> **Extracted information**:

-------

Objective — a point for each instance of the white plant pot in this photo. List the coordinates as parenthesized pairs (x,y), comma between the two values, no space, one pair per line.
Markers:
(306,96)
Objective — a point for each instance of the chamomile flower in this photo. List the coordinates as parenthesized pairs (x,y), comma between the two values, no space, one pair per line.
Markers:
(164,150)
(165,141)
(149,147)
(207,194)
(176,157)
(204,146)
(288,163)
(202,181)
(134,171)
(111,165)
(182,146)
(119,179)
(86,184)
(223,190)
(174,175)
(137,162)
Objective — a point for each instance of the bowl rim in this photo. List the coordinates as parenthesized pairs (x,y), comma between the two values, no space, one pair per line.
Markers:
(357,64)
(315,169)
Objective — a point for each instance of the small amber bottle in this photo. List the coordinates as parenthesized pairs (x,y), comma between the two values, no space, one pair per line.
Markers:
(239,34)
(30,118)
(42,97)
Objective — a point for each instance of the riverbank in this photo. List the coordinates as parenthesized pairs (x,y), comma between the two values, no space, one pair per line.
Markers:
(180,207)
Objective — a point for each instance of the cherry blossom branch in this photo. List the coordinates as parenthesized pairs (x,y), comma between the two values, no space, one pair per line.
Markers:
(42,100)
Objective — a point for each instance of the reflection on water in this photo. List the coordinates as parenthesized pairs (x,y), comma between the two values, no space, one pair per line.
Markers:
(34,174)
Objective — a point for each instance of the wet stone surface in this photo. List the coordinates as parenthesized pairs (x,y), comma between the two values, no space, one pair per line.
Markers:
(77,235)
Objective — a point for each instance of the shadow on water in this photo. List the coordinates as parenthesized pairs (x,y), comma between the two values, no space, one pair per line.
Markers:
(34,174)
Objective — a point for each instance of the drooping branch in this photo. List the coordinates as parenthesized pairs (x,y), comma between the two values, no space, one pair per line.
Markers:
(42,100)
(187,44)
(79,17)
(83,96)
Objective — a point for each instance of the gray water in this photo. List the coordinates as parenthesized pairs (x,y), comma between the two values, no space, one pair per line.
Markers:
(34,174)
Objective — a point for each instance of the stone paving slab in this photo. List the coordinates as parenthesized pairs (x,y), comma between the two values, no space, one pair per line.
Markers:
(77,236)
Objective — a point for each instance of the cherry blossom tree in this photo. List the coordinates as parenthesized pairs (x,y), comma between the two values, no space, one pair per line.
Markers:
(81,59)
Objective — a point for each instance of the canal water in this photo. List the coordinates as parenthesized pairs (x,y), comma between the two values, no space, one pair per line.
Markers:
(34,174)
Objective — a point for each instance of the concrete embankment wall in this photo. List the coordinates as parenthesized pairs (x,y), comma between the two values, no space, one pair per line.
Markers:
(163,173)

-------

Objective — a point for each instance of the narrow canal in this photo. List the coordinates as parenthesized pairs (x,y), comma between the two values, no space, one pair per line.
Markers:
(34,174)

-------

> **Set exercise**: Extract from the listing above every line that contains the string "canal", and reproduce each one verbatim in its original order.

> **Answer to the exercise**:
Objective — a point for each instance of the canal water in this photo. List the coordinates as parenthesized pairs (x,y), comma between the two values, no space, one pair per line.
Objective — a point for each instance of the narrow canal in this photo. List the coordinates as parenthesized pairs (x,y), comma between the two values, no space, one pair per line.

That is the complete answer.